Copy out all lines from the entries below in which "brown" occurs.
Content starts
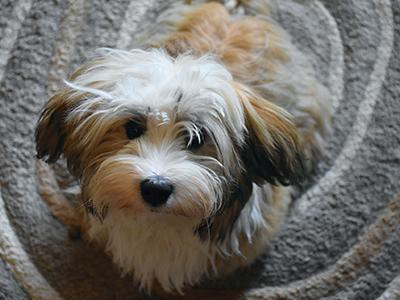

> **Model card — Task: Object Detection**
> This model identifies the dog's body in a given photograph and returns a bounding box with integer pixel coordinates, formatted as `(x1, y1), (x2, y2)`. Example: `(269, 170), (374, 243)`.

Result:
(36, 1), (330, 294)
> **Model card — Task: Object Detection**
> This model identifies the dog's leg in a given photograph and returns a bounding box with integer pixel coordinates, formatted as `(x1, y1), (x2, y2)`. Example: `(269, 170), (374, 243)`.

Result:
(36, 160), (84, 234)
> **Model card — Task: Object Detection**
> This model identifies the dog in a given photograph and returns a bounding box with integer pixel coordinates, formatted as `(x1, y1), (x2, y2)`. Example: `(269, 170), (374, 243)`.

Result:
(35, 0), (331, 295)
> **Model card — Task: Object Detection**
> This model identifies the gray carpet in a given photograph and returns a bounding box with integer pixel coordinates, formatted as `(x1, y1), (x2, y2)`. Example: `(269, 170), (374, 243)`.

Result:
(1, 0), (400, 299)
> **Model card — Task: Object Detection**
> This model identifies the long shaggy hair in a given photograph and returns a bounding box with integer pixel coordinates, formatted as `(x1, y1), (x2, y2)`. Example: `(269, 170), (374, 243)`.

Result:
(35, 1), (330, 293)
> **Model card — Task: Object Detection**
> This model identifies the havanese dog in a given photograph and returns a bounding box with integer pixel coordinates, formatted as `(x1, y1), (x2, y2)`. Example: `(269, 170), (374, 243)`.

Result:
(35, 0), (331, 295)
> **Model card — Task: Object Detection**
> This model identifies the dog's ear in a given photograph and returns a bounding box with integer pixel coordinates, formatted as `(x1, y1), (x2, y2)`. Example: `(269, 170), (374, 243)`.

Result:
(234, 83), (306, 186)
(35, 90), (71, 163)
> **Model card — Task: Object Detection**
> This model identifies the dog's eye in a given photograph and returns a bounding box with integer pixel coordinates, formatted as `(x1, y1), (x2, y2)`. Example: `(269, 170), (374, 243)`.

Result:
(185, 128), (206, 150)
(124, 120), (145, 139)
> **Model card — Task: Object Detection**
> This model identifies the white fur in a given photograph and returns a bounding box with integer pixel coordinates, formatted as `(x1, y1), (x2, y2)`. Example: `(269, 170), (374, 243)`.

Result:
(88, 210), (212, 293)
(87, 186), (276, 293)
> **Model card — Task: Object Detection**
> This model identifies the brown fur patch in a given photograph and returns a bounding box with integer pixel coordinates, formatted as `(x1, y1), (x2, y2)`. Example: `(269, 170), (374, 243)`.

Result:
(85, 155), (146, 212)
(35, 89), (71, 163)
(36, 66), (136, 216)
(234, 82), (306, 185)
(162, 2), (287, 83)
(196, 172), (253, 243)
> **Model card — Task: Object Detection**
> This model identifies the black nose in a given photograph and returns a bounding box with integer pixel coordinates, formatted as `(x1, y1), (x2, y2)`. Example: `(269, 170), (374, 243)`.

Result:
(140, 176), (174, 207)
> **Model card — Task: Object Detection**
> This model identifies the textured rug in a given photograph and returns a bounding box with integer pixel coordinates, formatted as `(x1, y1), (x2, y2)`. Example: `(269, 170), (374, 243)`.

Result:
(1, 0), (400, 299)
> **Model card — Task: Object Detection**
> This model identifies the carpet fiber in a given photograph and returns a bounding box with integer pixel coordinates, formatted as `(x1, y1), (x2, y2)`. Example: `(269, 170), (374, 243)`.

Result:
(1, 0), (399, 299)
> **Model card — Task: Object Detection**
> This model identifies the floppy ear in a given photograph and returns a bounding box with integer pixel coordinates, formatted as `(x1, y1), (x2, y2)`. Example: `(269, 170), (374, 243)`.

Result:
(35, 90), (70, 163)
(234, 83), (306, 186)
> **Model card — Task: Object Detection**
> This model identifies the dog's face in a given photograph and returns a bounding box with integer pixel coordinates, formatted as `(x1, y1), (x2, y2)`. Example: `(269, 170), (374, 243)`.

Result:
(36, 49), (305, 237)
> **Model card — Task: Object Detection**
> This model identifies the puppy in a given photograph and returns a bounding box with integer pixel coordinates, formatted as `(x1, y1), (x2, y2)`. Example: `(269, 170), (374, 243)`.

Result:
(35, 1), (330, 294)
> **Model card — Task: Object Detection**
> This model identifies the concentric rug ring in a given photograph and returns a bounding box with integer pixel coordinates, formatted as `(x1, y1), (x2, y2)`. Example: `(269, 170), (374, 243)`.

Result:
(0, 0), (399, 299)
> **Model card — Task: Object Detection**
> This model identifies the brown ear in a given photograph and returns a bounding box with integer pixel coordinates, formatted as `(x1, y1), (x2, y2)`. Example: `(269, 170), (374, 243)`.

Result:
(235, 83), (306, 186)
(35, 90), (70, 163)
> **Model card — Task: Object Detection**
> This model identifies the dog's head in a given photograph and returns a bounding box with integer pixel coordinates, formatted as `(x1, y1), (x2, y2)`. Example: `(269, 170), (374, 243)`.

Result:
(36, 49), (305, 238)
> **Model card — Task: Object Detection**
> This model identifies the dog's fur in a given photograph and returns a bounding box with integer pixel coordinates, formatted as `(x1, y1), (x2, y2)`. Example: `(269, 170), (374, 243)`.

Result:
(35, 1), (331, 294)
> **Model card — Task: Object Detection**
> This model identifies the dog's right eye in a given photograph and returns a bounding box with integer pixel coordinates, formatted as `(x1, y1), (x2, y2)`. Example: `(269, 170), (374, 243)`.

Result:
(124, 120), (145, 139)
(185, 127), (206, 151)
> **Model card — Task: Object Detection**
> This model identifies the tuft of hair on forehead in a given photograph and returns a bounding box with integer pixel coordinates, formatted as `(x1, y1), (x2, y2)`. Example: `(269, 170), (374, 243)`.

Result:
(64, 48), (245, 131)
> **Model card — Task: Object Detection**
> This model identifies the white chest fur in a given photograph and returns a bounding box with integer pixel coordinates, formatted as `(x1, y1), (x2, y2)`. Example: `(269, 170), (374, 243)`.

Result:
(87, 211), (213, 292)
(86, 184), (278, 293)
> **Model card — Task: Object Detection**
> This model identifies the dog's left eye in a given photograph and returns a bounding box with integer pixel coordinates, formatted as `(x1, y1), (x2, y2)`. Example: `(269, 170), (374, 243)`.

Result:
(185, 128), (206, 150)
(124, 119), (145, 139)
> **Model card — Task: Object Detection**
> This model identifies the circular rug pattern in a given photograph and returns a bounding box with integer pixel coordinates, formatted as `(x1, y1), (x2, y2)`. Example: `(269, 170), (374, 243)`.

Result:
(0, 0), (399, 299)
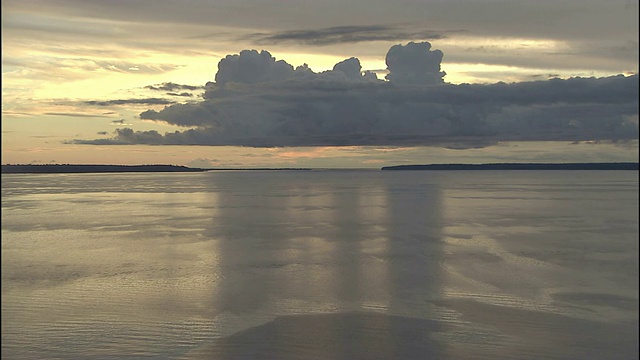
Content ends
> **SOLVED PROBLEM**
> This model identifies the brown fur patch in a given photograph and returns a bounding box with integer pixel coordinates, formatted as `(x1, y1), (x2, y2)`. Example: `(269, 170), (374, 243)`.
> This model identifies the brown ear in a given photograph and returns a bounding box with integer pixel coordinates, formatted as `(x1, y1), (x2, y2)`. Example: `(269, 170), (374, 243)`.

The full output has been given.